**REQUIREMENT**: Please turn every line of the rows below into one numbered list, leaving out any blank lines.

**MATERIAL SHOWN**:
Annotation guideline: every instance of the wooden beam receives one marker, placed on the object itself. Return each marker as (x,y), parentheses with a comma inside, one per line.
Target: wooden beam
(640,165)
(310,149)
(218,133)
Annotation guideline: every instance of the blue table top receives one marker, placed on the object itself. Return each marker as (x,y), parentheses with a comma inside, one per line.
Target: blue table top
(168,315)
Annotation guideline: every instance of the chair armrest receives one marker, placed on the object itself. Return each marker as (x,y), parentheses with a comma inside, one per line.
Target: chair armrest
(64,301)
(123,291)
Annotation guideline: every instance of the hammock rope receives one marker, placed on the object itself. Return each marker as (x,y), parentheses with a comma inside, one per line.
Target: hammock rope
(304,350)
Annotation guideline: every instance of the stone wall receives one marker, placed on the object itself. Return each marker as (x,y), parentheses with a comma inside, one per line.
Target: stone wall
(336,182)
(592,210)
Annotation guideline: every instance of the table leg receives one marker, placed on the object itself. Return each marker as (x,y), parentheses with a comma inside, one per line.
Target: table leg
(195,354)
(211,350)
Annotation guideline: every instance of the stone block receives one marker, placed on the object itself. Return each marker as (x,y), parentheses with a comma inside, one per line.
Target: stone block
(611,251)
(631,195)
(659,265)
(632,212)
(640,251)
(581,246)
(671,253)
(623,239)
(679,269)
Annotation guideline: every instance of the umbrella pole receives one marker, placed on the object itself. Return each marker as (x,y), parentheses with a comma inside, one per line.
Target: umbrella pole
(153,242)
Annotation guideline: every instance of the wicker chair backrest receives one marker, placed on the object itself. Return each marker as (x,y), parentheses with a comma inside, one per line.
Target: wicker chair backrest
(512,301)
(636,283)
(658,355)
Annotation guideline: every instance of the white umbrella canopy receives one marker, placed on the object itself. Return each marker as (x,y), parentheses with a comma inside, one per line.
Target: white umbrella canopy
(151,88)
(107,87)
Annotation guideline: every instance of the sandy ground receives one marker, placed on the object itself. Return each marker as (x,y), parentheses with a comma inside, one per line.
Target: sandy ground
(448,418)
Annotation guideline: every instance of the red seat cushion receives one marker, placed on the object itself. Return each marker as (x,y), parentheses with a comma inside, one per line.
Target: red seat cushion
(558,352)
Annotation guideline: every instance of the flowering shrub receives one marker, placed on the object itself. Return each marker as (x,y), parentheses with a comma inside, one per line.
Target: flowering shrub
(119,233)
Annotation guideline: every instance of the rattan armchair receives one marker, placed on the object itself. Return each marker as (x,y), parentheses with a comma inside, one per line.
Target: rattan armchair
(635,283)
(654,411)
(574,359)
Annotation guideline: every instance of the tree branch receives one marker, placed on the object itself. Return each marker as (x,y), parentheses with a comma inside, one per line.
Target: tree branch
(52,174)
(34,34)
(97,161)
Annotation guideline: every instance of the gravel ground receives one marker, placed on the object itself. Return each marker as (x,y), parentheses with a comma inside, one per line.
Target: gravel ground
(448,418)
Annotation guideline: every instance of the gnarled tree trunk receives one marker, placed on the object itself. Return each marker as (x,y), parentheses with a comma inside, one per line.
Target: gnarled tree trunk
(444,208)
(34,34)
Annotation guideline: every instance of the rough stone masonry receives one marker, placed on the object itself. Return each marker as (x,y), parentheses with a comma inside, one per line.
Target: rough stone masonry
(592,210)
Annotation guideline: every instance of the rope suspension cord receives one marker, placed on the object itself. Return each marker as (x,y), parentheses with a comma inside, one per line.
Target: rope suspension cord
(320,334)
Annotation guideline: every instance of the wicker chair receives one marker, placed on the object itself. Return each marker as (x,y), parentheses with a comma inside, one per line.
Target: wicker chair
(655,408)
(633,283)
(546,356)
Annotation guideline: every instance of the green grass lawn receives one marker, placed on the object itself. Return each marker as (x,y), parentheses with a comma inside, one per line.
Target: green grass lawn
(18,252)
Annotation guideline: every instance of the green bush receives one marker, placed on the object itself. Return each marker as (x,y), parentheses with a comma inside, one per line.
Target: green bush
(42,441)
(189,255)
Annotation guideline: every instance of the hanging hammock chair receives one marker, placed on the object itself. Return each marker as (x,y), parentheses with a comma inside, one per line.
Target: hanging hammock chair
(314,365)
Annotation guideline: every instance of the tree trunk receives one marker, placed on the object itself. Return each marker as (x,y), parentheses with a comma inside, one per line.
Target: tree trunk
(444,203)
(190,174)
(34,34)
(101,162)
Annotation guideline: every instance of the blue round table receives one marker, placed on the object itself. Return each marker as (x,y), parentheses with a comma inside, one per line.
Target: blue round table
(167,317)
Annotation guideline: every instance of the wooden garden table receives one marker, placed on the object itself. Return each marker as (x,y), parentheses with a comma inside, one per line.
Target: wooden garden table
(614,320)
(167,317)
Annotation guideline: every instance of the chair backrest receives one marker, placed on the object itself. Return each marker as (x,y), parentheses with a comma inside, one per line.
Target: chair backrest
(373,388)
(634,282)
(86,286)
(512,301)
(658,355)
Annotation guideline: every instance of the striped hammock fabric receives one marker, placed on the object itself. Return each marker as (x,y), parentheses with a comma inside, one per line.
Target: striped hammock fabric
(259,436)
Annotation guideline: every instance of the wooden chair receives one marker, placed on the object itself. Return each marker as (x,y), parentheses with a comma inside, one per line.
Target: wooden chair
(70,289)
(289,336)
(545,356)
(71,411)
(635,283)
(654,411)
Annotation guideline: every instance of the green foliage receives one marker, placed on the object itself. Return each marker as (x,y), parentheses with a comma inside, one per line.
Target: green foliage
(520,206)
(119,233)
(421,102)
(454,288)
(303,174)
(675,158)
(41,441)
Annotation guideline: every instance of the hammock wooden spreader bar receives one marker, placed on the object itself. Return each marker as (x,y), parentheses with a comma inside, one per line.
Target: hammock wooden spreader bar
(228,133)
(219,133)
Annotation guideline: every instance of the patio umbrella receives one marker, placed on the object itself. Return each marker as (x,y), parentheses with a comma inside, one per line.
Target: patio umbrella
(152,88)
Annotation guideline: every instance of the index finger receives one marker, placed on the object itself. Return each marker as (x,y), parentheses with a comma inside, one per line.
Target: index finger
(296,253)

**PROBLEM SOLUTION**:
1. Annotation guideline: every instance of the wooden beam receives one marker, placed on the object itself. Return each marker as (x,y), parentheses with a comma inside, one per line.
2. Target: wooden beam
3. (640,165)
4. (310,149)
5. (218,133)
6. Annotation guideline: every instance of the blue table top receives one marker, placed on the object itself. Return each marker as (x,y), parentheses with a comma inside, one per line.
7. Target: blue table top
8. (168,315)
9. Annotation guideline: every instance of the chair armrest receives one marker, placed on the object itself. Return each marker as (x,y), parentheses with a comma inside, one per line.
10. Target: chair armrest
11. (64,301)
12. (123,291)
13. Annotation guideline: every instance of the hammock rope receives one marker, placed on the object itself. Return each marker as (x,y), parentheses with a comma inside, one per line.
14. Target: hammock rope
15. (304,350)
16. Annotation guideline: every instance of the stone wall receives one marker, placed on the object itself. Return each marker as (x,y), parentheses with a comma inside, one per line.
17. Target: stone wall
18. (336,182)
19. (592,210)
20. Annotation guideline: every instance of the table leg receives one marker, placed on the object itself. Return each marker as (x,y), parentheses with a comma inside, one per line.
21. Target: table leg
22. (195,354)
23. (211,350)
24. Annotation guideline: every instance of the stone block receives one marker, placed on the object itself. Return each marker as (x,y), parentheses with a comma inside, one per line.
25. Target: stone block
26. (611,251)
27. (631,195)
28. (659,265)
29. (632,212)
30. (640,251)
31. (581,246)
32. (671,253)
33. (623,239)
34. (679,269)
35. Annotation guideline: every instance of the umbrella pole receives one marker, placed on the object itself. Return each marker as (x,y), parentheses with a comma inside, one per line.
36. Target: umbrella pole
37. (153,242)
38. Annotation guideline: every instance of the wicker chair backrest receives one marker, placed on the object itself. Return each marker as (x,y), parentheses with a comma inside, one per line.
39. Target: wicker chair backrest
40. (512,301)
41. (636,283)
42. (658,355)
43. Annotation guideline: every instance of the white umbrella canopy receives one marker, placed on the object itself. Return each marker as (x,y), parentheses with a comma inside, one per line.
44. Target: white umbrella canopy
45. (151,88)
46. (107,87)
47. Annotation guideline: every instance of the sandy ground receives one marker, placed on the object itself. Return each marker as (x,y), parentheses with a comma inside, one per line.
48. Target: sandy ground
49. (448,418)
50. Annotation guideline: every instance of the red seat cushion receives one marker, placed on the object itself. Return each marker as (x,y), parentheses with a comma inside, one per line.
51. Target: red seat cushion
52. (558,352)
53. Annotation guideline: every instance of the flowering shrub receives one marker, placed on the object itself. Return each marker as (x,y), parentheses with a comma inside, one per line.
54. Target: flowering shrub
55. (119,233)
56. Annotation guideline: every instance of the rattan armchair receives one marker, placed on the object itself. Return each marker as (x,y), parentheses with a comma inside, one per line.
57. Target: rattan armchair
58. (635,283)
59. (654,411)
60. (574,359)
61. Annotation guideline: every instance of the tree branch receives one marker, placed on the object itself. Return each marker as (x,y), parentheses with a comma inside, one per line.
62. Target: tree branch
63. (52,174)
64. (34,34)
65. (97,161)
66. Annotation guideline: every instance of the gravel ground receives one marker, placed on the object itself. Return each marker as (x,y), parentheses with a comma inside, one per line.
67. Target: gravel ground
68. (448,418)
69. Annotation guideline: every instance of the gnarled tree trunk receives one marker, placed on the object itself. Return each marker as (x,y), parentheses with a comma inside, one per line.
70. Target: gnarled tree trunk
71. (444,208)
72. (34,34)
73. Annotation guideline: every instance of the rough stone masonry receives one marker, placed on the object itself. Return each marker as (x,y), parentheses with a comma inside, one per line.
74. Target: rough stone masonry
75. (592,210)
76. Annotation guideline: every instance of the rope suspension cord receives one marker, placed on the object itself. Return each marker as (x,y), parentheses with a comma inside, one per line.
77. Target: rope suspension cord
78. (320,334)
79. Annotation guideline: every instance of the wicker chair receives one marker, placed on the object itself. Return each marker as (x,y), parentheses with a comma inside, one per line.
80. Target: wicker chair
81. (655,408)
82. (633,283)
83. (546,356)
84. Annotation guideline: every instance of the green grass lawn receives one marker, placed on the object itself. Return each marker as (x,y), parentheses with a comma inside, one per line.
85. Target: green grass lawn
86. (18,252)
87. Annotation guideline: every instance of the green bush receives one marker, placed on the object itself. Return each marker as (x,y), parentheses with a comma inside, one per line.
88. Target: green bush
89. (42,441)
90. (189,255)
91. Annotation guideline: every instance of the hanging hammock chair receives one marker, placed on the object itself. Return each marker as (x,y), parentheses with a comma inside, one per line.
92. Target: hanging hammock chair
93. (314,365)
94. Annotation guideline: every instance of the tree trunk receives one marker, placed on the object itself. Return each marker as (x,y), parentheses with a comma inside, one per line.
95. Target: tree trunk
96. (444,203)
97. (190,174)
98. (34,34)
99. (101,162)
100. Annotation guideline: every instance of the blue round table receives one marker, placed on the object itself. Return each marker as (x,y), parentheses with a comma inside, one per line.
101. Target: blue round table
102. (167,317)
103. Annotation guideline: every instance of the wooden garden table receives one marker, placed on the object itself. Return each marker as (x,y), parentheses with a comma inside, one per line.
104. Target: wooden garden table
105. (614,320)
106. (167,317)
107. Annotation guideline: every instance of the chair backrest receives one marker, placed on the object itself. Return each marker as (x,y), parentheses with a comma inside, one per line.
108. Target: chair backrest
109. (373,388)
110. (634,282)
111. (86,286)
112. (512,301)
113. (658,355)
114. Annotation guideline: every instance of the striped hammock fabric receives one marker, placed on the object itself. Return each marker as (x,y), parentheses with a comma inside, one per line.
115. Target: striped hammock fabric
116. (259,436)
117. Annotation guideline: every instance of the wooden chair receives one marker, placed on the object itself. Return each marker as (x,y), parentheses with a comma inside, one per line.
118. Target: wooden chair
119. (70,289)
120. (289,336)
121. (545,356)
122. (71,411)
123. (635,283)
124. (654,411)
125. Annotation guideline: every instance of the green foliage receives one marker, placed on the object itself. Return each marker as (x,y), parentheses with a comma inside, one per line.
126. Target: green foliage
127. (520,206)
128. (119,233)
129. (421,102)
130. (454,288)
131. (303,174)
132. (675,158)
133. (41,441)
134. Annotation guideline: every instance of the hammock wooden spreader bar receives one marker, placed on the object itself. Return each marker as (x,y), parentheses with a comma inside, one per line.
135. Target: hammock wooden spreader bar
136. (228,133)
137. (219,133)
138. Annotation guideline: every instance of the patio umbrella receives one marker, placed on the object itself. Return each marker as (x,y), parentheses with a comma inside, one per line.
139. Target: patio umbrella
140. (152,88)
141. Annotation guideline: every instance of the index finger receives one marker, placed on the object itself. Return each marker as (x,y), parentheses with a comma inside, one per line.
142. Target: index finger
143. (296,253)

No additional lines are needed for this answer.